- [Written exercise] Gather every line of the rows that contains the word "dark", copying each one in full. Case counts.

- [Entries]
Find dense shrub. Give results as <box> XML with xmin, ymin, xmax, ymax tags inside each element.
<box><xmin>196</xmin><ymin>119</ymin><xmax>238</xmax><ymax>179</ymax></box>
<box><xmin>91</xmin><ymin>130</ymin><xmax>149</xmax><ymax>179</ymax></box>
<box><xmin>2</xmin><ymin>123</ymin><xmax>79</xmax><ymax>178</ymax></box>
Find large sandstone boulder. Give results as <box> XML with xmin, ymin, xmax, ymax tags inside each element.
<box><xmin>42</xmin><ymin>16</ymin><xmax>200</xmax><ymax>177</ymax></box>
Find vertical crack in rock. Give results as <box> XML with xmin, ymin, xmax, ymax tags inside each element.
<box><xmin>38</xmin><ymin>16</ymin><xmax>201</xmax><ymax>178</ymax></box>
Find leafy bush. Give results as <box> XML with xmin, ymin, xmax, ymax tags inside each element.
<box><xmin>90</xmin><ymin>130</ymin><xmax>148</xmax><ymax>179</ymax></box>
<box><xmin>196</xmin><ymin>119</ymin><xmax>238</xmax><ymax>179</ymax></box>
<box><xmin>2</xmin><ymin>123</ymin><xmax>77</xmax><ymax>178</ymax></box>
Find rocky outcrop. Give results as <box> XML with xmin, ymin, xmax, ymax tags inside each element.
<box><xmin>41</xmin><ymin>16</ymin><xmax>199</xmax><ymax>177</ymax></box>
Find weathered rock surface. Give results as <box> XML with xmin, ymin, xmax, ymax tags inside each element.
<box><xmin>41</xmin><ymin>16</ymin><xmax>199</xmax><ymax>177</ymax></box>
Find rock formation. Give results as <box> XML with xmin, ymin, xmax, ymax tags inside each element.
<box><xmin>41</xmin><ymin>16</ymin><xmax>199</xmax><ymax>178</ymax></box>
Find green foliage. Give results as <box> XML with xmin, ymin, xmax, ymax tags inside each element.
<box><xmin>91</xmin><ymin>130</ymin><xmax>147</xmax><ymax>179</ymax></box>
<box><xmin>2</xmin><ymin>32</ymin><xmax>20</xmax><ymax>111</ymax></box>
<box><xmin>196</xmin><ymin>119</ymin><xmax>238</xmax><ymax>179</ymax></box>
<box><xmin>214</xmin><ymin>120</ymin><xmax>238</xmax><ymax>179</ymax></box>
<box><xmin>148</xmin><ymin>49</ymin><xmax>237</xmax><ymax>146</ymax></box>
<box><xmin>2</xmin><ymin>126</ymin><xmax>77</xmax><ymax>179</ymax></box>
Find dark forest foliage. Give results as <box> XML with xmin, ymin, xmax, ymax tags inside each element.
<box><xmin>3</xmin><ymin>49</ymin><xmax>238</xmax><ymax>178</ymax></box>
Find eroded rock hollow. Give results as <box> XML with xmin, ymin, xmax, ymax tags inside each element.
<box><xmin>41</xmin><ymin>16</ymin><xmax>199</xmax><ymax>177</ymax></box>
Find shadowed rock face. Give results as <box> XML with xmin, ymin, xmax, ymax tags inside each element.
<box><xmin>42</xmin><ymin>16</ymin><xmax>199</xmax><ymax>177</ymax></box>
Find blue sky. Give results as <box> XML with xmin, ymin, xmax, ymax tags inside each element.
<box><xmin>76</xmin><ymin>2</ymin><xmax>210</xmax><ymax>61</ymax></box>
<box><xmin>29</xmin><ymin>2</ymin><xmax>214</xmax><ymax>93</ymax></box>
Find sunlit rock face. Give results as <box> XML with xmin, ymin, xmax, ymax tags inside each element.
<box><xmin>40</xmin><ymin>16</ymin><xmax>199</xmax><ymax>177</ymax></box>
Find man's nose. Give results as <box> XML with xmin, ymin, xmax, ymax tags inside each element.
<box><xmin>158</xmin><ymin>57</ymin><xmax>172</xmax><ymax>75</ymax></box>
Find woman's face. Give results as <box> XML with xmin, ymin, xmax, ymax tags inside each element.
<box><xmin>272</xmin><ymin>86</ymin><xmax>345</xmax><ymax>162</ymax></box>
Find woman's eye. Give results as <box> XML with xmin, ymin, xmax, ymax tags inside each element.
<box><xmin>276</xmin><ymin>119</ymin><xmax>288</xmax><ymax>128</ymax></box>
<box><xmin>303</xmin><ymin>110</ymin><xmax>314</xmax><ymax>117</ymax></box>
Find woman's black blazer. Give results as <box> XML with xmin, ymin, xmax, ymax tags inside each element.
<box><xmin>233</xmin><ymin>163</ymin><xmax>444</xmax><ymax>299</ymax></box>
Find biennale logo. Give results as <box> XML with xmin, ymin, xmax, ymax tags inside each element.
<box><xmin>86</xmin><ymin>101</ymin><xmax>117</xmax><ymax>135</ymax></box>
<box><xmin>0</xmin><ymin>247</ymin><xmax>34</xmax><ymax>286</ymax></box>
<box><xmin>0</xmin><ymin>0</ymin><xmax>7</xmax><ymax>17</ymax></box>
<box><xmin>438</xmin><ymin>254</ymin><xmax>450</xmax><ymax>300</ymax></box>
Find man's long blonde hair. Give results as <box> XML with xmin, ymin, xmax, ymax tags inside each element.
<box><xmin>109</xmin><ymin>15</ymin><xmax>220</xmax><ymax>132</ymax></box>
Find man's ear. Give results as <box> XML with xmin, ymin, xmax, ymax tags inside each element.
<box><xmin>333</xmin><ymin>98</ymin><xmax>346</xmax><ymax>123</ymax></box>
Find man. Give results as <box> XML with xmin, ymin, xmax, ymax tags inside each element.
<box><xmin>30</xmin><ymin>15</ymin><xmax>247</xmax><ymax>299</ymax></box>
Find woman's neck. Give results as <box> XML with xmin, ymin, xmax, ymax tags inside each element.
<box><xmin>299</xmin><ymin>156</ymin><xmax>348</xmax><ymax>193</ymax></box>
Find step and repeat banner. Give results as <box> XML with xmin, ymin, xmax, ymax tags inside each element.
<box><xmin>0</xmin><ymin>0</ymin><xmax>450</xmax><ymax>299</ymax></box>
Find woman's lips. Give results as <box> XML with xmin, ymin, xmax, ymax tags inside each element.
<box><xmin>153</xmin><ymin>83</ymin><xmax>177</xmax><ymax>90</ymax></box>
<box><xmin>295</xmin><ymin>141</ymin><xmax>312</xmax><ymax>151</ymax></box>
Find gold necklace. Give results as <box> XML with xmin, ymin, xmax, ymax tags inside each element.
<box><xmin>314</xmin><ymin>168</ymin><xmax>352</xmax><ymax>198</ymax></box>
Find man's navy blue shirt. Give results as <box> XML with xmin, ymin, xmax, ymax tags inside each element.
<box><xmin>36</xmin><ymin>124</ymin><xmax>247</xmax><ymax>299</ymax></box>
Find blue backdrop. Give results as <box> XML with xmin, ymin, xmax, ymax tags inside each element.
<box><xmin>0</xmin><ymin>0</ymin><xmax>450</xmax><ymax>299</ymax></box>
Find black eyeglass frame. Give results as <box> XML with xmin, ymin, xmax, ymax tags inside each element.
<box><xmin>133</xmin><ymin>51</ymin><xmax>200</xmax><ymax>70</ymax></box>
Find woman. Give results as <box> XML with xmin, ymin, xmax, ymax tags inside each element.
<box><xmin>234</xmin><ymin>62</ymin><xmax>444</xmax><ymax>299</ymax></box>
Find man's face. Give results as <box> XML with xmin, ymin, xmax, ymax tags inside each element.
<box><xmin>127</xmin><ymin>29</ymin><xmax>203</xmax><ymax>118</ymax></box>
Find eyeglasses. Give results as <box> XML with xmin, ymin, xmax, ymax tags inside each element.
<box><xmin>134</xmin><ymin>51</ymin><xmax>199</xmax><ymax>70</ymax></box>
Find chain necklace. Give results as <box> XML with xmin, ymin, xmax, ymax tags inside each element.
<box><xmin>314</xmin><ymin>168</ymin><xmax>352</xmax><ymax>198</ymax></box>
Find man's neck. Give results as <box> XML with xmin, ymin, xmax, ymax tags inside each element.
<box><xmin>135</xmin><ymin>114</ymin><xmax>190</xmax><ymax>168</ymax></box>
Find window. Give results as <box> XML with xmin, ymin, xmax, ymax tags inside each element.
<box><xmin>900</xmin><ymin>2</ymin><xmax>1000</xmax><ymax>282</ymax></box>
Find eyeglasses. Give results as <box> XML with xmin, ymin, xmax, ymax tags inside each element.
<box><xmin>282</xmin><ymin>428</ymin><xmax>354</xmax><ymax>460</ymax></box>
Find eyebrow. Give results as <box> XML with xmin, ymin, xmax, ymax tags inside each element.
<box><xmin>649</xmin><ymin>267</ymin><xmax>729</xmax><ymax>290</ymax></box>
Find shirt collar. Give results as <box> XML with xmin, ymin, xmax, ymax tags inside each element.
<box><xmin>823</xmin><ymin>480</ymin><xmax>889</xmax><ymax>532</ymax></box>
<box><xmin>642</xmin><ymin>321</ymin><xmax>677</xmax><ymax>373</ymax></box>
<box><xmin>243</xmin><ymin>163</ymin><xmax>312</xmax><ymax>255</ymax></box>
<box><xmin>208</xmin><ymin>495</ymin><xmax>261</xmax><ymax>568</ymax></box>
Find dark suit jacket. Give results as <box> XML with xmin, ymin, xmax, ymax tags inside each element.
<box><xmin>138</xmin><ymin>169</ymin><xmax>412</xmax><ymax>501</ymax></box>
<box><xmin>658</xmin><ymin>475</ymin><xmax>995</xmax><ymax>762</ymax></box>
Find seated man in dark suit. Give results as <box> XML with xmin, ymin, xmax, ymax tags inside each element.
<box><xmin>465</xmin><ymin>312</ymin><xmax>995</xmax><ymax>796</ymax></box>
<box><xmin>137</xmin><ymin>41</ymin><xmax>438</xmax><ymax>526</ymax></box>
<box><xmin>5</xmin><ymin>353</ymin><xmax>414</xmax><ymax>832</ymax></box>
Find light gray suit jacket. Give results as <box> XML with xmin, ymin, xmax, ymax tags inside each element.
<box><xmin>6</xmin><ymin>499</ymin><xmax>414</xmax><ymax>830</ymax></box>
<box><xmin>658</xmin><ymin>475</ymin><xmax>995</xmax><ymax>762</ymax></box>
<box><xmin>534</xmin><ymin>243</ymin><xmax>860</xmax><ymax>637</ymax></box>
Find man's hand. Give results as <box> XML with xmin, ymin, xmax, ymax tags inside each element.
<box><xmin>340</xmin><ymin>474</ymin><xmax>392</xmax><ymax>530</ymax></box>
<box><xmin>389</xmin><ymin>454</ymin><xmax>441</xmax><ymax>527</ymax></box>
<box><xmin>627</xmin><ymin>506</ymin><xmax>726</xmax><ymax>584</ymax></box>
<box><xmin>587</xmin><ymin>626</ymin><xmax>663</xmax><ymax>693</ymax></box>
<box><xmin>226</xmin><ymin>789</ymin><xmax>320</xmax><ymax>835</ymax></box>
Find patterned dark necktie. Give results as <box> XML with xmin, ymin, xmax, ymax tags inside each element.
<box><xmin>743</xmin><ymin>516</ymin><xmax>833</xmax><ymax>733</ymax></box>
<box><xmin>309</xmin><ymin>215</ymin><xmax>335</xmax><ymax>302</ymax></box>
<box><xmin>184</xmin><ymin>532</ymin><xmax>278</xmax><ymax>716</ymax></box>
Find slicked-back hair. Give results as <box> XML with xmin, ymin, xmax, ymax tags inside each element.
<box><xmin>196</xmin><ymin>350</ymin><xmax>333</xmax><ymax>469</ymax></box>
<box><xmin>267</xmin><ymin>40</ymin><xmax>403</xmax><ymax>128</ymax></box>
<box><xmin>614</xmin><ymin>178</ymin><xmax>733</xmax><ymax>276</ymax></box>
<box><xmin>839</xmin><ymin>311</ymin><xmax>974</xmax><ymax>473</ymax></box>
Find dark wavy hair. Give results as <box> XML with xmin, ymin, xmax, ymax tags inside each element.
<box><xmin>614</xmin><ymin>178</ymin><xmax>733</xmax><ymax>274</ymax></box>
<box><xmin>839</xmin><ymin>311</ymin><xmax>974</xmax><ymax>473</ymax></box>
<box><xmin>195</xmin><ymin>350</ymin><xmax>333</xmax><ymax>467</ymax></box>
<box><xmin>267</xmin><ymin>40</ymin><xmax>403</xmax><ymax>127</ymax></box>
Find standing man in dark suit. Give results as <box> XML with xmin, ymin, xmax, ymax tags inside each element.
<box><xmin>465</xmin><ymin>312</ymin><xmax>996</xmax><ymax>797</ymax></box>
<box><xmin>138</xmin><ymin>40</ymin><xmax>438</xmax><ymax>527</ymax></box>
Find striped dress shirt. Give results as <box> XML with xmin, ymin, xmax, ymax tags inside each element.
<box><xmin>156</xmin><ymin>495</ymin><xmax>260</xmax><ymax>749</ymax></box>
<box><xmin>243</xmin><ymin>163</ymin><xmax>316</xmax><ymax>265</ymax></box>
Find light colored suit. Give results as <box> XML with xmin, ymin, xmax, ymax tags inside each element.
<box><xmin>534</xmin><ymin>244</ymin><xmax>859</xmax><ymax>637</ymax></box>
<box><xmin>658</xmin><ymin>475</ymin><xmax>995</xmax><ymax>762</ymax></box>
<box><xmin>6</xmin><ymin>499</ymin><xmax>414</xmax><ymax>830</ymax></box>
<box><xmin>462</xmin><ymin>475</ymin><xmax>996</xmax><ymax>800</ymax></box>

- [Answer to the exercise]
Find dark forest foliage. Give results as <box> XML with xmin, ymin, xmax, ymax tags inside each element.
Find dark suit jacket. Give results as <box> XML with xmin, ymin, xmax, ymax tags inside each element.
Find seated man in dark suit. Give results as <box> XML with xmin, ymin, xmax, ymax tags inside each element.
Find patterned dark necktie. Give results as <box> XML with xmin, ymin, xmax, ymax tags inside each element.
Find dark wavy hair. Give results as <box> XML with xmin, ymin, xmax, ymax tags inside each element.
Find standing man in dark suit. Give results as <box> XML with xmin, ymin, xmax, ymax tags inside each element.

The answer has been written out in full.